# Recommendations for Pocono Area Resorts



## lamb (Sep 2, 2006)

I am looking for a nice two bedroom unit.  Not necessary to be luxurious but not very tired looking.  Amenities would be a nice perk (indoor swimming, miniature golf, restaurant nearby) but I'm most interested in a decent room.  I'm sending a family member so I want the unit to be reasonably nice.  I will be trading in Interval for this exchange.  Time frame will be October, November, April or May.


----------



## KenK (Sep 3, 2006)

Look for October or Nov on II and pick the 5 star Shawnee Summit units.  They are 2 bed 3 bath units, about 3 years old....at the very top of the hill where the Ridgetop units are.  ONLY SUMMIT...not Ridgetop. Most units have stair access......and all have bedrooms upstairs.  Downstairs is somewhat handicapped set up, including the bath full bath on the first floor.

Non of the other Shawnee Village units are 5 star.  I saw some Summits listed on II a few days ago.

However, we have seen other Shawnee units (as Ridgetop,) and they were also OK.....each village has a different type unit.  some have many stairs to access.

There are some other very nice T/S resorts in the area, but I don't remember if they trade with II or RCI.

Discounts at its Inn.   The Playhouse is right down the hill.  RTafting and tubing on the Delaware will be too cold, but not fishing.  Use of both indoor pools, and the two gyms:

http://www.shawneeinn.com/default.aspx


----------



## cabocrazy (Sep 3, 2006)

Check our Willowbrook. It is the new 5 star at Split Rock.  You will have use of all the amenities at all Split Rock properties.


----------



## Princess Sunflower (Sep 3, 2006)

*Willowbrook*

We will be checking into Willowbrook next Sunday. This resort received the highest ratings from our members here than any other Pennsylvania resort the last time I checked. I also think it is the newest timeshare resort in the Poconos.


----------



## Timeshare Von (Sep 3, 2006)

*Split Rock - One Person's Biased View*



			
				cabocrazy said:
			
		

> Check our Willowbrook. It is the new 5 star at Split Rock.  You will have use of all the amenities at all Split Rock properties.



Is Willowbrook part of the Split Rock development or is it considered a stand alone resort "at" Split Rock?  The reason why I ask is that when I owned at Split Rock, I purchased a 20 yr RTU at Westwood Villas.  Later, after they built the Galleria, reservations for owners and RCI exchangers alike became interchangable with the two and frankly, the Galleria sucks!  When I wanted to stay at my home resort, I always made a special request for the Villas, since I felt that was what I bought and what I wanted to use.  The are far superior in construction quality and space provided.  The location "in the woods" versus the "hotel feel" of the Galleria was also a big plus in my opinion.  If you attempt to stay at Willowbrook, make sure that you are getting a Willowbrook unit.

I understand that today Split Rock is only traded through II.  I think that it may have been due to the downgrading of the resort by RCI, but I'm not 100% sure.  Anyway, I was glad to have it out of my portfolio, especially when they chose to do a huge remodel of the Villas the last 3-5 years of most 20 year RTU owners.  They slammed us with big special assessments as we were ending our time with them.  What was even more sad, from a owner and marketing point of view is that nobody once attempted to sell us on buying deeded Split Rock ownership, even as our RTU contracts were expiring.  I'm sure they milked us for what they wanted and had no further use for us.

Supplied entries —
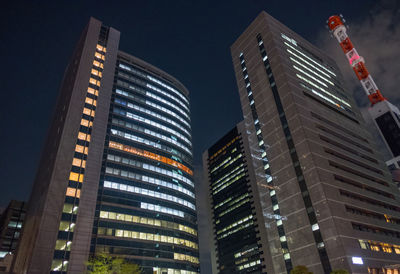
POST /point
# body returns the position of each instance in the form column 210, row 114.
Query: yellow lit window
column 98, row 64
column 84, row 137
column 86, row 123
column 80, row 149
column 387, row 249
column 72, row 192
column 101, row 48
column 78, row 162
column 88, row 112
column 73, row 176
column 96, row 72
column 100, row 56
column 66, row 226
column 90, row 101
column 63, row 245
column 374, row 247
column 94, row 82
column 93, row 91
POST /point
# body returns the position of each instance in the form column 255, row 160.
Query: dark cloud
column 377, row 38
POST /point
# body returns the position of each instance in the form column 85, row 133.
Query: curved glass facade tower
column 116, row 172
column 146, row 204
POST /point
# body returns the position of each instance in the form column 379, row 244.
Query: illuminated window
column 99, row 56
column 147, row 221
column 66, row 226
column 63, row 245
column 76, row 177
column 86, row 123
column 363, row 245
column 59, row 265
column 96, row 72
column 387, row 249
column 88, row 112
column 101, row 48
column 154, row 237
column 150, row 155
column 84, row 137
column 80, row 149
column 78, row 162
column 72, row 192
column 90, row 101
column 374, row 247
column 93, row 91
column 70, row 208
column 94, row 82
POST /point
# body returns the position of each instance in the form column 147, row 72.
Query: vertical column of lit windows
column 76, row 175
column 296, row 163
column 264, row 159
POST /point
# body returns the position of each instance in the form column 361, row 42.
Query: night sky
column 188, row 39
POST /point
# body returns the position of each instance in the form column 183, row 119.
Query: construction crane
column 338, row 29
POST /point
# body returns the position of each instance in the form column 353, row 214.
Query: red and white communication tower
column 336, row 26
column 385, row 115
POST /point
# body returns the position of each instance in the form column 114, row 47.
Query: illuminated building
column 11, row 222
column 116, row 173
column 238, row 238
column 316, row 156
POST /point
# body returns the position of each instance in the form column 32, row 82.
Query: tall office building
column 337, row 204
column 116, row 172
column 238, row 245
column 386, row 117
column 11, row 222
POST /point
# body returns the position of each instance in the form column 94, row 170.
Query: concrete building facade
column 237, row 242
column 337, row 205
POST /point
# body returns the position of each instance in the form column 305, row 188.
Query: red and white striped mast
column 337, row 28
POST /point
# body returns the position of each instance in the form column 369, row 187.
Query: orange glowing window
column 93, row 91
column 150, row 155
column 387, row 249
column 86, row 123
column 73, row 192
column 98, row 64
column 78, row 162
column 96, row 72
column 101, row 48
column 73, row 176
column 100, row 56
column 375, row 248
column 80, row 149
column 90, row 101
column 88, row 112
column 94, row 82
column 84, row 137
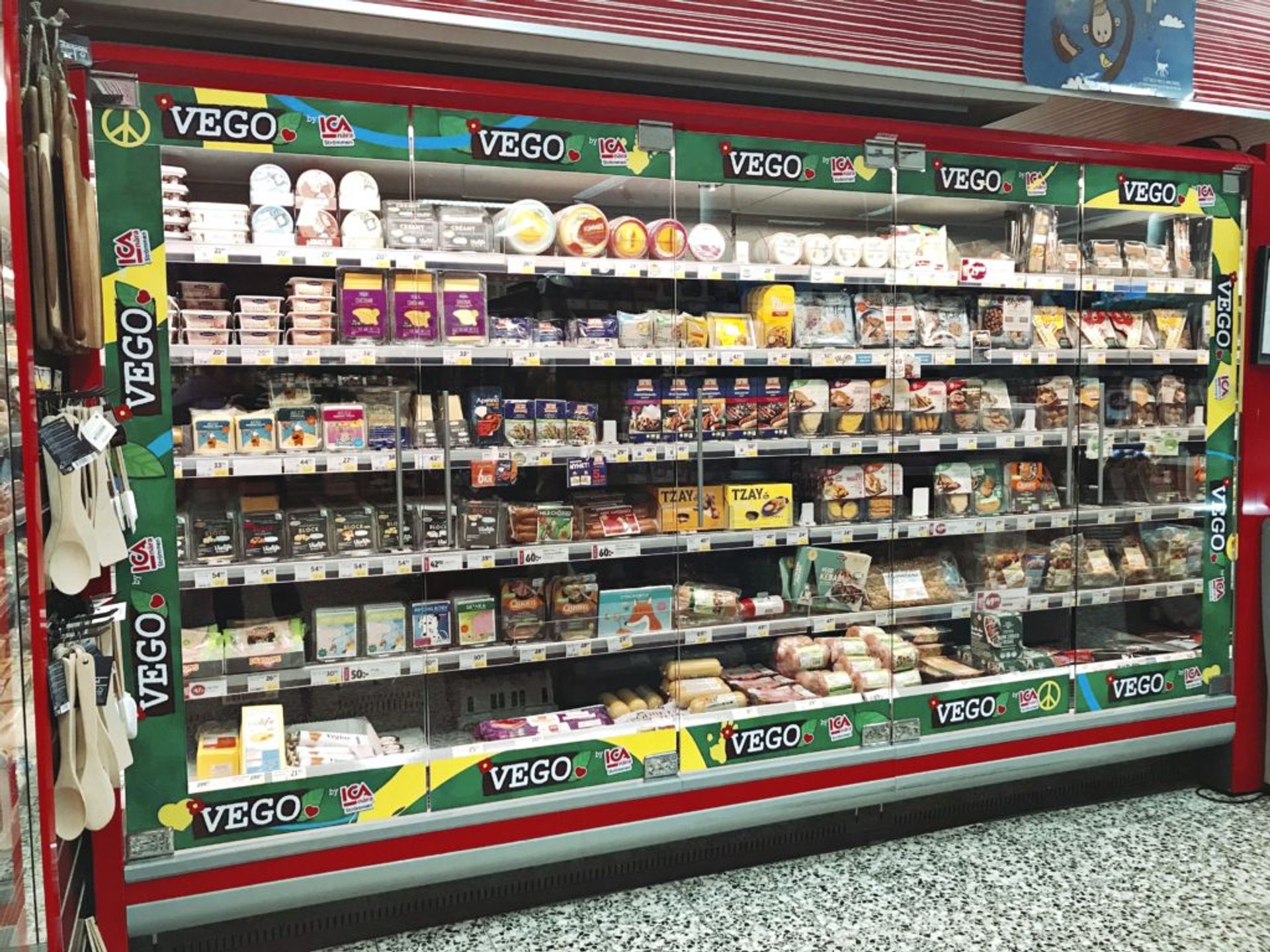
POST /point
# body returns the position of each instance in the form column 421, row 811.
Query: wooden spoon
column 95, row 781
column 69, row 809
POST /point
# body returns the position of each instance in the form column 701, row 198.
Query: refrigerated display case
column 640, row 461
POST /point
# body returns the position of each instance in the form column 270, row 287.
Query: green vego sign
column 959, row 709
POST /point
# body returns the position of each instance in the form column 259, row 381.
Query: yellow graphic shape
column 636, row 159
column 225, row 97
column 1048, row 695
column 403, row 790
column 153, row 277
column 175, row 816
column 126, row 128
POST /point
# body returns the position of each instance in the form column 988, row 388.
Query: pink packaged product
column 536, row 725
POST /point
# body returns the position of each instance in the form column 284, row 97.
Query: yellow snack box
column 760, row 506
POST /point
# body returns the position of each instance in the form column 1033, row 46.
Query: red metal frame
column 216, row 70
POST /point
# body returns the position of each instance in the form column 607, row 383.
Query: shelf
column 495, row 263
column 558, row 356
column 619, row 454
column 361, row 567
column 501, row 655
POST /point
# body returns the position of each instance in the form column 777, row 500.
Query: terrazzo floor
column 1164, row 873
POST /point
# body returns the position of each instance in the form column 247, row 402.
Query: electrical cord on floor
column 1228, row 799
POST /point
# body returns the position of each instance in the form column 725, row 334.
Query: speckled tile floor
column 1161, row 873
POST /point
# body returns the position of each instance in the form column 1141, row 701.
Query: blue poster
column 1143, row 48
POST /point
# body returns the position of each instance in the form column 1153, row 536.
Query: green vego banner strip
column 970, row 706
column 1140, row 684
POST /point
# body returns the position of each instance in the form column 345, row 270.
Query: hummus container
column 206, row 338
column 218, row 237
column 206, row 320
column 259, row 321
column 667, row 239
column 628, row 238
column 318, row 227
column 359, row 192
column 361, row 229
column 192, row 290
column 259, row 338
column 270, row 184
column 817, row 249
column 220, row 215
column 321, row 320
column 525, row 227
column 316, row 190
column 846, row 251
column 255, row 303
column 582, row 231
column 706, row 243
column 310, row 303
column 312, row 338
column 312, row 287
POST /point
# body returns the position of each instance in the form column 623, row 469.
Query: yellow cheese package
column 677, row 508
column 364, row 305
column 760, row 506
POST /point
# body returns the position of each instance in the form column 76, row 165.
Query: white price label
column 355, row 569
column 603, row 358
column 321, row 677
column 456, row 357
column 265, row 681
column 259, row 574
column 305, row 356
column 257, row 356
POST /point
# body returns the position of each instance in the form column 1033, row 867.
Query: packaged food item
column 525, row 227
column 385, row 629
column 872, row 324
column 884, row 491
column 927, row 404
column 353, row 530
column 308, row 534
column 524, row 608
column 706, row 243
column 888, row 405
column 1171, row 405
column 842, row 492
column 628, row 238
column 990, row 495
column 464, row 229
column 964, row 397
column 582, row 231
column 361, row 229
column 732, row 331
column 343, row 427
column 1007, row 320
column 996, row 411
column 846, row 251
column 429, row 625
column 473, row 615
column 462, row 307
column 550, row 423
column 255, row 433
column 1032, row 491
column 212, row 432
column 954, row 489
column 762, row 506
column 825, row 319
column 573, row 602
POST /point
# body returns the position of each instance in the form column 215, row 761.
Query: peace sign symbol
column 126, row 128
column 1048, row 695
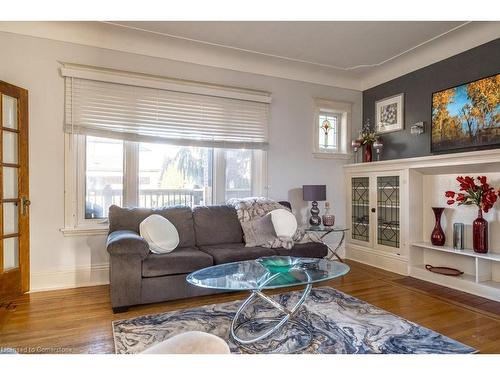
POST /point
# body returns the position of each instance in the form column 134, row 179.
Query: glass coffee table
column 268, row 273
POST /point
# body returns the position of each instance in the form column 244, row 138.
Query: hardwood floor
column 79, row 320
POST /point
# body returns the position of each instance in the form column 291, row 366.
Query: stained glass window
column 328, row 132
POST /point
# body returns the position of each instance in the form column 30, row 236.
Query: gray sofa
column 207, row 236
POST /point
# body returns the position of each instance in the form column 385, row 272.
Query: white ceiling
column 355, row 55
column 339, row 45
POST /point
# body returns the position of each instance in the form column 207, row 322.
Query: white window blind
column 136, row 113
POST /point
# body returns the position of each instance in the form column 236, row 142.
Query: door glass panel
column 388, row 211
column 10, row 218
column 9, row 112
column 360, row 208
column 10, row 253
column 9, row 182
column 10, row 147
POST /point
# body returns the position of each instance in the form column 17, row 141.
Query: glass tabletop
column 267, row 273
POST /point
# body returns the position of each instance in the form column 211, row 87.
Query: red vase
column 437, row 235
column 368, row 153
column 480, row 234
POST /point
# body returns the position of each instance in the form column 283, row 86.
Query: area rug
column 339, row 323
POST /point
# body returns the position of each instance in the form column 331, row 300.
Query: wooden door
column 14, row 201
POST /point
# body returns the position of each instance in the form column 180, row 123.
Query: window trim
column 75, row 223
column 343, row 112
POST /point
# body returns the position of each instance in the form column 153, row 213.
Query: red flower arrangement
column 481, row 193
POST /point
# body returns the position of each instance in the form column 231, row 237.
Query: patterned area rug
column 339, row 323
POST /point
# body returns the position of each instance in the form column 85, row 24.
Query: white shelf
column 467, row 283
column 466, row 252
column 464, row 277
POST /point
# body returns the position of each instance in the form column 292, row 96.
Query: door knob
column 25, row 203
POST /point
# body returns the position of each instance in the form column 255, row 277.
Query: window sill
column 85, row 231
column 332, row 155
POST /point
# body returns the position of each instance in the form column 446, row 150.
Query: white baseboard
column 70, row 278
column 371, row 257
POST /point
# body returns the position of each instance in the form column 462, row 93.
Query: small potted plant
column 484, row 197
column 367, row 137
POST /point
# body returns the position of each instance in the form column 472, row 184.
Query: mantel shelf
column 466, row 252
column 464, row 162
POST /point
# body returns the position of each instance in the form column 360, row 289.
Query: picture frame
column 389, row 114
column 467, row 126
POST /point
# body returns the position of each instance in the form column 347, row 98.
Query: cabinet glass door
column 360, row 216
column 388, row 233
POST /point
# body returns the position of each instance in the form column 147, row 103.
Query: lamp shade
column 314, row 192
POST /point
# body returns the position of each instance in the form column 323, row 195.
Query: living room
column 255, row 185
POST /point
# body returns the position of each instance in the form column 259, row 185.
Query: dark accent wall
column 418, row 86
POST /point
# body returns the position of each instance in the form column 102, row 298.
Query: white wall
column 33, row 63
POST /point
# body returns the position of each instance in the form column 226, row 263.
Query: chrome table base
column 272, row 326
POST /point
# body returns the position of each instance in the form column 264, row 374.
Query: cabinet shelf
column 480, row 270
column 466, row 252
column 378, row 206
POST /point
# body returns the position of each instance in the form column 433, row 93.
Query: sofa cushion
column 305, row 250
column 179, row 261
column 284, row 222
column 130, row 219
column 259, row 231
column 160, row 233
column 216, row 225
column 234, row 252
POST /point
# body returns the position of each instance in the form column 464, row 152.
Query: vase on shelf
column 368, row 153
column 480, row 234
column 437, row 235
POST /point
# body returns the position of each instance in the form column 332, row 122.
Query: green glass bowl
column 278, row 264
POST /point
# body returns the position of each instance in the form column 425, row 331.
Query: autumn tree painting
column 467, row 116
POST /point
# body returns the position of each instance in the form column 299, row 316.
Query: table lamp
column 314, row 193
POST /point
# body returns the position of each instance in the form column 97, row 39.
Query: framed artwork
column 389, row 114
column 467, row 116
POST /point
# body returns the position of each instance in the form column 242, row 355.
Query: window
column 332, row 129
column 143, row 141
column 140, row 174
column 174, row 175
column 103, row 176
column 328, row 131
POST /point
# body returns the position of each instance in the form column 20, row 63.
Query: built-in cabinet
column 389, row 213
column 374, row 213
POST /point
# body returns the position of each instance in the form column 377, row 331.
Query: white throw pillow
column 160, row 234
column 284, row 222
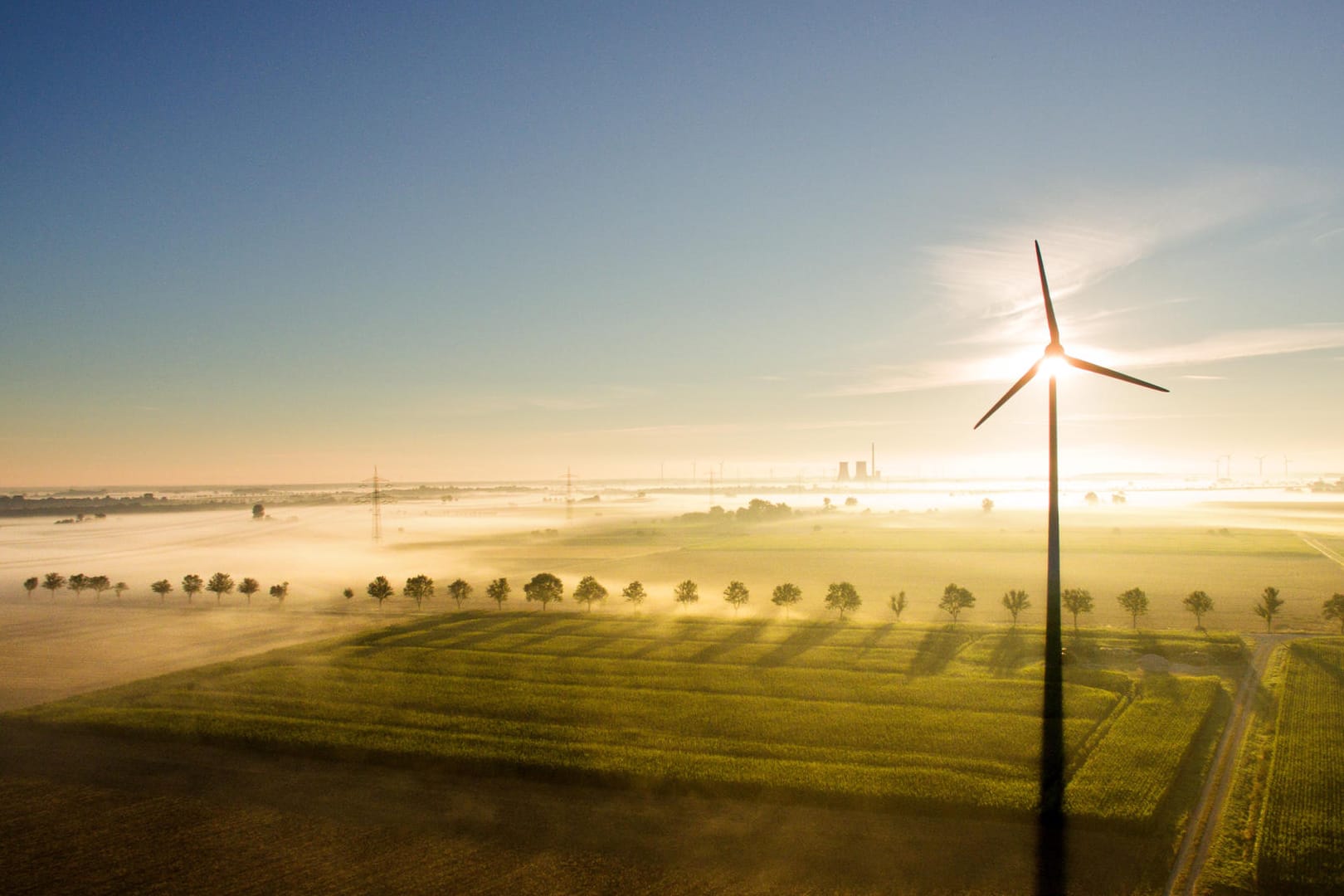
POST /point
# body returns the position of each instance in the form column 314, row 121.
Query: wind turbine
column 1050, row 850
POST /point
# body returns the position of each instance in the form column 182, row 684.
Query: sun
column 1053, row 366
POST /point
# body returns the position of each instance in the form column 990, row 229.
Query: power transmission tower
column 375, row 501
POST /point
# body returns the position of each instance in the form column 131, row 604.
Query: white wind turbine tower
column 1051, row 844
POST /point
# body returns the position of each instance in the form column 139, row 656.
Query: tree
column 52, row 582
column 1077, row 601
column 589, row 592
column 955, row 599
column 381, row 589
column 1199, row 603
column 498, row 592
column 898, row 603
column 1015, row 602
column 1269, row 607
column 635, row 594
column 459, row 590
column 1135, row 603
column 841, row 596
column 219, row 585
column 737, row 594
column 543, row 587
column 1335, row 610
column 786, row 596
column 687, row 592
column 420, row 587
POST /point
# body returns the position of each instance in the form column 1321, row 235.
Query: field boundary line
column 1205, row 817
column 1327, row 553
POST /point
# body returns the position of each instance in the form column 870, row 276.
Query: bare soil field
column 51, row 650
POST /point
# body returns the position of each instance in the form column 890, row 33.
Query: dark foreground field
column 609, row 755
column 95, row 813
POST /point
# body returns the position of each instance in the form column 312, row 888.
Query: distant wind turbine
column 1050, row 850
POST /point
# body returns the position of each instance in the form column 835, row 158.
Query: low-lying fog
column 325, row 548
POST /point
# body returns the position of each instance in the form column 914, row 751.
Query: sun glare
column 1053, row 366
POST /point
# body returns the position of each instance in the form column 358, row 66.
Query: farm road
column 1209, row 811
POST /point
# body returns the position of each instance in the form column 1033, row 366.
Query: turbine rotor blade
column 1105, row 371
column 1025, row 377
column 1050, row 308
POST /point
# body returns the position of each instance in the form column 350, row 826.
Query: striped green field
column 1301, row 840
column 902, row 715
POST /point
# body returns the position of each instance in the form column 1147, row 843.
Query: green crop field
column 1281, row 832
column 903, row 715
column 1301, row 843
column 919, row 553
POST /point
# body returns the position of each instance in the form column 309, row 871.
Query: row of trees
column 548, row 589
column 78, row 583
column 221, row 583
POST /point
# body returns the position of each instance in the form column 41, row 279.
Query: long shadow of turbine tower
column 1050, row 843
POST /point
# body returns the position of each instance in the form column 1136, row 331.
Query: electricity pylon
column 375, row 500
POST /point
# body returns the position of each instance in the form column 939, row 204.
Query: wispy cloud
column 1220, row 347
column 988, row 278
column 1092, row 238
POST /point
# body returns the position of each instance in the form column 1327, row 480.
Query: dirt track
column 1207, row 811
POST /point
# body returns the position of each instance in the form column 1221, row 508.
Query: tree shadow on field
column 875, row 637
column 632, row 631
column 808, row 635
column 684, row 629
column 1014, row 650
column 743, row 633
column 1303, row 652
column 548, row 627
column 937, row 649
column 488, row 629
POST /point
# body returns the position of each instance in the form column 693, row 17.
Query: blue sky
column 284, row 242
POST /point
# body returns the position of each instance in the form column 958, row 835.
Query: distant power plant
column 863, row 470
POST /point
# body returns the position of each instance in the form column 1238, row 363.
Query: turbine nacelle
column 1054, row 358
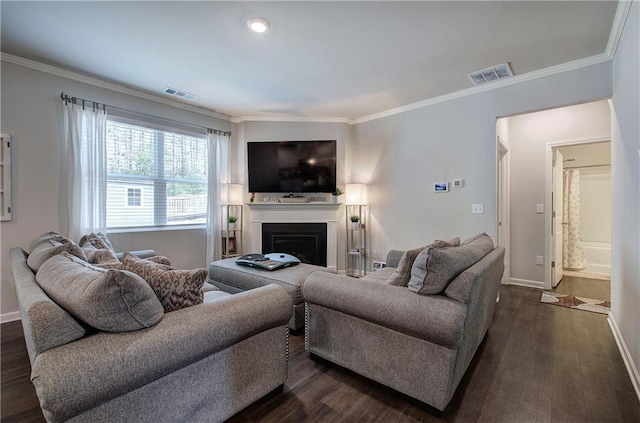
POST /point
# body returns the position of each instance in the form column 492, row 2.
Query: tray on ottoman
column 233, row 278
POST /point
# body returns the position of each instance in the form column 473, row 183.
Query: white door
column 556, row 218
column 503, row 208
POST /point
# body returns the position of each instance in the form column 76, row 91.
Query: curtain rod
column 583, row 167
column 76, row 100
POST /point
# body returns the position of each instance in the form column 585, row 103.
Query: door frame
column 503, row 205
column 548, row 188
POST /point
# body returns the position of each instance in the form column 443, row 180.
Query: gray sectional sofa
column 202, row 363
column 420, row 345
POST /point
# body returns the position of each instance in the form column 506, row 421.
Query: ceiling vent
column 178, row 93
column 493, row 73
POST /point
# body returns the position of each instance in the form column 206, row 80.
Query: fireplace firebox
column 306, row 241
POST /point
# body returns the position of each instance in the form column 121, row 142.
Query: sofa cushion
column 174, row 288
column 108, row 300
column 434, row 268
column 52, row 247
column 402, row 275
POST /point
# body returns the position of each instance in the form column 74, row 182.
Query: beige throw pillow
column 108, row 300
column 174, row 288
column 50, row 248
column 442, row 265
column 402, row 275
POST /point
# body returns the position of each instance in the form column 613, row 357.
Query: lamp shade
column 356, row 193
column 231, row 194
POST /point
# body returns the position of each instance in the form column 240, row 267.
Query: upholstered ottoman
column 233, row 278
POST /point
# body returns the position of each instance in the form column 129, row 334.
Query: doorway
column 585, row 213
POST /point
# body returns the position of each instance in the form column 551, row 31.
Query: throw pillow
column 402, row 273
column 445, row 264
column 108, row 300
column 174, row 288
column 99, row 241
column 159, row 260
column 419, row 267
column 50, row 248
column 44, row 238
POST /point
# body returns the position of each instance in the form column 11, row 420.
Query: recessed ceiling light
column 258, row 25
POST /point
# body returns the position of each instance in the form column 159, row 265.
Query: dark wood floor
column 538, row 363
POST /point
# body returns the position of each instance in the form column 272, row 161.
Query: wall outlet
column 477, row 208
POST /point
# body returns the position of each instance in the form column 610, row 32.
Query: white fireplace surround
column 297, row 213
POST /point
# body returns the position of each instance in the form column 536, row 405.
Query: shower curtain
column 573, row 257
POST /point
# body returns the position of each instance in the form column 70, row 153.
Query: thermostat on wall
column 441, row 187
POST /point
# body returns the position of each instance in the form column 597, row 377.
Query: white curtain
column 85, row 133
column 573, row 253
column 218, row 174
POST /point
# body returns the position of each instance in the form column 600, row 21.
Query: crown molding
column 240, row 119
column 89, row 80
column 518, row 79
column 619, row 20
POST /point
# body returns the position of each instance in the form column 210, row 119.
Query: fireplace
column 306, row 241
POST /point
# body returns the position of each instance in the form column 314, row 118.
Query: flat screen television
column 292, row 166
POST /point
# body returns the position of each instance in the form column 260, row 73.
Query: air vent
column 493, row 73
column 178, row 93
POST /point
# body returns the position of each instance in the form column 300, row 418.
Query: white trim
column 542, row 73
column 9, row 317
column 547, row 195
column 240, row 119
column 53, row 70
column 526, row 282
column 626, row 355
column 619, row 20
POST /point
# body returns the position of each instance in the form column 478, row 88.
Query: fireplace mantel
column 297, row 213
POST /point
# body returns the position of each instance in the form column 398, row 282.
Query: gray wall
column 625, row 178
column 528, row 137
column 31, row 114
column 401, row 156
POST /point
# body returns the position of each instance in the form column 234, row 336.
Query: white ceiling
column 320, row 59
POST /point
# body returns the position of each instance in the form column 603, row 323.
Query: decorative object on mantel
column 337, row 193
column 294, row 198
column 356, row 213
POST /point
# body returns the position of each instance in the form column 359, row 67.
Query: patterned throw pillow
column 174, row 288
column 108, row 300
column 50, row 248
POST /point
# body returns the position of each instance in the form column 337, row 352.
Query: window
column 166, row 169
column 134, row 196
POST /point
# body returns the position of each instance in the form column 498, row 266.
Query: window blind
column 155, row 177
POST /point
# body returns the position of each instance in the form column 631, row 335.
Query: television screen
column 292, row 166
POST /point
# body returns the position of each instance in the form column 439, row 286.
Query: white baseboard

Required work —
1) In the Pocono resorts thread, how many bedrooms and bathrooms do the Shawnee Summit units have?
2) Continue the Pocono resorts thread from the point where it stops.

Task-by-task answers —
1) Two bedrooms and three bathrooms.

2)
I do wonder what they did with all of their RTU inventory when the agreements expired in the early 2000's?  Did they sell more RTU contracts?  Did they deed them out and sell them that way?  Or are they simply keeping them in inventory to use as rentals either on their own (they have a big conference center at Split Rock now) or through some other means?

As much as I enjoyed vacationing in the Poconos and would like to take my "now" husband there, I will probably never stay at Split Rock.  There are many other nice places in the Poconos to vacation.

Yvonne


----------



## wackymother (Sep 3, 2006)

I was looking into Split Rock about a month ago. According to the resort, Willowbrook trades exclusively through II. The rest of the resort, Westwood and Galleria, trades through RCI, and I've seen it there on Extra Vacations and available for exchanges quite recently.


----------



## Princess Sunflower (Sep 3, 2006)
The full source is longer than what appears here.